### Exercise
Make an exact copy of every record that follows.

'''

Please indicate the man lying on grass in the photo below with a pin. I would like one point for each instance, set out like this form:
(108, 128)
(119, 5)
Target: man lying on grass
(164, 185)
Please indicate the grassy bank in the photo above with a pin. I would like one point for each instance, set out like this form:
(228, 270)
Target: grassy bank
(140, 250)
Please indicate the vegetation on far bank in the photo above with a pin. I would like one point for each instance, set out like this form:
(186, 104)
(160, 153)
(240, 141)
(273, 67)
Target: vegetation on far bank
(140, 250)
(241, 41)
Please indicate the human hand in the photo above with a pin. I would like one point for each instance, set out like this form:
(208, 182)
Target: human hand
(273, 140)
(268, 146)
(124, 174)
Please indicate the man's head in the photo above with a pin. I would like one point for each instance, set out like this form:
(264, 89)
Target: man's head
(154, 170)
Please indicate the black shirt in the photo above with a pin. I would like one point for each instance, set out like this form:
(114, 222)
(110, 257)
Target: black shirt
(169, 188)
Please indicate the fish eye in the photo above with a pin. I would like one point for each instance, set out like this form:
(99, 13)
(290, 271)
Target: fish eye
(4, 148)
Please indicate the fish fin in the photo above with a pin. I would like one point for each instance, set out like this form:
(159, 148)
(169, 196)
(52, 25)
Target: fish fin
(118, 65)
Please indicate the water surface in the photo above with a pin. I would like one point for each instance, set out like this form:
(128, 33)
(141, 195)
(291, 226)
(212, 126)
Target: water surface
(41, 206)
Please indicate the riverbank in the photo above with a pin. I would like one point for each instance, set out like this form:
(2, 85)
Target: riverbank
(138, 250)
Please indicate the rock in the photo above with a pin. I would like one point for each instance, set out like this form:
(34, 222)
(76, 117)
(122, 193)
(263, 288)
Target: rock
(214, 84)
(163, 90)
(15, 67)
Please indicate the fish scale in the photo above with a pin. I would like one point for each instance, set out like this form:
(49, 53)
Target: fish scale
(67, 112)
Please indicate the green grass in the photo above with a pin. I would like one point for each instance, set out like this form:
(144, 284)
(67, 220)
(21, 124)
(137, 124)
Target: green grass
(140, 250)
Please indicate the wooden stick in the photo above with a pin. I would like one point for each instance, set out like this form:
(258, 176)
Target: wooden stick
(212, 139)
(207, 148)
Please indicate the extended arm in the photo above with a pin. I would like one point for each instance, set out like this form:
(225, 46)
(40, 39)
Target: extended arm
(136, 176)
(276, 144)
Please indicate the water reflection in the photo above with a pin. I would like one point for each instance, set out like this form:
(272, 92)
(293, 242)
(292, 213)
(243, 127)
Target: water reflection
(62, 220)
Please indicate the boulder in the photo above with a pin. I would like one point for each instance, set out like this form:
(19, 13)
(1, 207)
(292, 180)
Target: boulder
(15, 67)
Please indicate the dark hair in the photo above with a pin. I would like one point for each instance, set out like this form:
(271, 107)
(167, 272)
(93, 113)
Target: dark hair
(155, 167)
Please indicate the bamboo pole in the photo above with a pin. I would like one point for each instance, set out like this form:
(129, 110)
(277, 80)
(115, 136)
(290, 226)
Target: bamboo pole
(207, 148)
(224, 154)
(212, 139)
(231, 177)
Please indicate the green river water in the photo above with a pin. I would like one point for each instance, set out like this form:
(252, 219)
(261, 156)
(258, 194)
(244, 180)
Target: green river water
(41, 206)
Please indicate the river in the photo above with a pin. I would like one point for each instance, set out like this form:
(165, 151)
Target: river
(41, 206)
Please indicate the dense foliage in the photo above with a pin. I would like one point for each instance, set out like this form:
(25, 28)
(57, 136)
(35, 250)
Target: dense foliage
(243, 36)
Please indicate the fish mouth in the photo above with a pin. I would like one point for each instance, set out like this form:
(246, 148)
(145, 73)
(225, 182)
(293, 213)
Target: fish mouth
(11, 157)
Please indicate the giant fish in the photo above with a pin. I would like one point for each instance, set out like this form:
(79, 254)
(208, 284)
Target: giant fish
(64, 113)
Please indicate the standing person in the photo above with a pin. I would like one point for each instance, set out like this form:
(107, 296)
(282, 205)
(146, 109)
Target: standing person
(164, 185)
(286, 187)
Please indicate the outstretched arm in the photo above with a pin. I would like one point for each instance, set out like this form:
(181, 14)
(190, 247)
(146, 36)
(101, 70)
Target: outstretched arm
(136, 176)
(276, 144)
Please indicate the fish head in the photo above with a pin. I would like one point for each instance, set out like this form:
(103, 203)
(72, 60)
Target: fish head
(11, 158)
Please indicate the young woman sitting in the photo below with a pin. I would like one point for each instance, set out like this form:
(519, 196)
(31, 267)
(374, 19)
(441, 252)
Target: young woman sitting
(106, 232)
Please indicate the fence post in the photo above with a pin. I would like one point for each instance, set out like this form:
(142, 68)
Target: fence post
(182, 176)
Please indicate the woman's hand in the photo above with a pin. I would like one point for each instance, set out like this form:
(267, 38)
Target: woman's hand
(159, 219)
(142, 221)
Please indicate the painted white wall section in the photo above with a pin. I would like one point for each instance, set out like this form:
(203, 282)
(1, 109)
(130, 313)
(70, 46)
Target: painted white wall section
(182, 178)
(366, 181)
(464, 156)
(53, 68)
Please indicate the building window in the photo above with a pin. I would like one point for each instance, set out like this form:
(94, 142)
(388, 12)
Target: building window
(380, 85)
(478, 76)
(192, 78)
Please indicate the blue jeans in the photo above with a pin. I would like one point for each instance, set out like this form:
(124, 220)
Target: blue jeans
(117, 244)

'''

### Solution to the exercise
Please indicate the man lying on grass in the photo below with a pin. I would like one point for each instance, set out like this form:
(108, 128)
(119, 5)
Target: man lying on grass
(164, 185)
Please indicate the grassy bank in the photo above with a pin. I would like one point for each instance, set out like this form:
(228, 270)
Target: grassy bank
(140, 250)
Please indicate the vegetation on far bank in the photo above with a pin. I would like one point for each instance, set out like this form:
(186, 104)
(160, 153)
(240, 141)
(273, 67)
Target: vegetation on far bank
(140, 250)
(241, 41)
Please indicate the human hand in the photo above with a pin. I would like one point for each instance, set out like this form:
(208, 182)
Target: human hand
(273, 140)
(268, 146)
(124, 174)
Please indicate the man's head in the photo above with a pin. I would like one point for each instance, set out like this form:
(264, 89)
Target: man's head
(154, 170)
Please indicate the black shirt in the photo above with a pin. I would like one point for each instance, set out like this form:
(114, 222)
(110, 257)
Target: black shirt
(169, 188)
Please indicate the fish eye in the photo above with a pin. I would like one point for each instance, set out like this form:
(99, 13)
(290, 271)
Target: fish eye
(4, 148)
Please indicate the fish fin in the photo above with a pin. I would like one point for each instance, set out like this form:
(159, 148)
(169, 196)
(52, 25)
Target: fish fin
(118, 65)
Please indicate the water surface in the photo above with a pin. I would like one point for each instance, set out like this form:
(128, 33)
(141, 195)
(291, 226)
(212, 126)
Target: water surface
(41, 206)
Please indicate the riverbank in the photo above with a pin. I would like one point for each instance, set out like this form:
(2, 85)
Target: riverbank
(138, 250)
Please indicate the rock in the photo above with a pin. I would like one point for each instance, set out like this form:
(34, 222)
(76, 117)
(122, 193)
(263, 288)
Target: rock
(214, 84)
(163, 90)
(15, 67)
Please indicate the fish scale in the photo above with a pin. I would like one point for each instance, set out like this form:
(49, 53)
Target: fish scale
(67, 112)
Please indicate the green grass in the photo above with a pin. I would like one point for each instance, set out like this form:
(144, 284)
(67, 220)
(21, 124)
(137, 124)
Target: green grass
(140, 250)
Please indicate the wooden stick in the photo above with a pin. I would like one point for each instance, set out like this form:
(258, 176)
Target: wooden stick
(212, 139)
(207, 148)
Please indicate the extended arm in the photo above with a pin. I would like one point for each instance, set out like this form:
(225, 46)
(40, 39)
Target: extended arm
(136, 176)
(276, 144)
Please indicate the water reflection in the photo above with a pin. I would like one point for each instance, set out like this form:
(272, 92)
(293, 242)
(292, 213)
(243, 127)
Target: water reflection
(62, 220)
Please indicate the boulder in the photo above with a pin. I would like one point for each instance, set out like this form:
(19, 13)
(1, 207)
(292, 180)
Target: boulder
(15, 67)
Please indicate the dark hair in the photo above with a pin. I would like one point for each instance, set out like this form:
(271, 107)
(167, 272)
(93, 113)
Target: dark hair
(155, 167)
Please indicate the bamboo pole in the photo above with a pin. I would like one point for each instance, set out like this form:
(129, 110)
(277, 80)
(115, 136)
(290, 226)
Target: bamboo pole
(207, 148)
(224, 154)
(212, 139)
(231, 177)
Please indicate the green river water in the photo above with a pin. I would like one point for each instance, set out like this form:
(252, 219)
(261, 156)
(258, 194)
(244, 180)
Target: green river water
(41, 206)
Please indicate the river in the photo above with a pin. I would like one point for each instance, set out like this form:
(165, 151)
Target: river
(41, 206)
Please indicate the dense foliage in the photo above with a pin. I would like one point for each instance, set out like this form:
(25, 28)
(57, 136)
(35, 250)
Target: dense foliage
(243, 36)
Please indicate the fish mouth in the photo above with a pin. I would like one point for each instance, set out like this form:
(246, 148)
(145, 73)
(225, 182)
(293, 213)
Target: fish mouth
(11, 157)
Please indicate the giant fish in the photo above with a pin. I would like one point for each instance, set out like this form:
(79, 254)
(208, 284)
Target: giant fish
(64, 113)
Please indicate the standing person in the photo above with a pin. I would like one point for each instance, set out like this form:
(107, 296)
(282, 205)
(146, 109)
Target: standing person
(164, 185)
(286, 187)
Please indicate the outstretched arm in the photo above with a pin. I would like one point for each instance, set out like this form:
(181, 14)
(190, 247)
(146, 36)
(101, 70)
Target: outstretched arm
(136, 176)
(276, 144)
Please indicate the fish head in the photo above with a pin. I would like one point for each instance, set out like this form:
(103, 203)
(72, 60)
Target: fish head
(11, 158)
Please indicate the young woman sitting in the photo below with a pin. I would like one point for each instance, set out like this form:
(519, 196)
(31, 267)
(374, 19)
(441, 252)
Target: young woman sitting
(106, 232)
Please indicate the fence post in the photo above with a pin. I would like one point for each instance, set out like this form:
(142, 68)
Target: fence post
(182, 176)
Please indicate the woman's hand in the photo above with a pin. I would like one point for each instance, set out like this form:
(267, 38)
Target: woman's hand
(159, 219)
(142, 221)
Please indicate the painted white wall section in the photo above with a pin. I would like one point for each instance, set out like this form:
(203, 282)
(1, 109)
(130, 313)
(70, 46)
Target: painted white wall section
(182, 178)
(366, 181)
(464, 156)
(53, 68)
Please indicate the building window in the photo above with a pin. I would like one point for each instance, set out like this form:
(94, 142)
(388, 12)
Target: building window
(380, 85)
(478, 76)
(192, 78)
Please indicate the blue jeans in the photo above with a pin. I would like one point for each instance, set out like this form:
(124, 220)
Target: blue jeans
(117, 244)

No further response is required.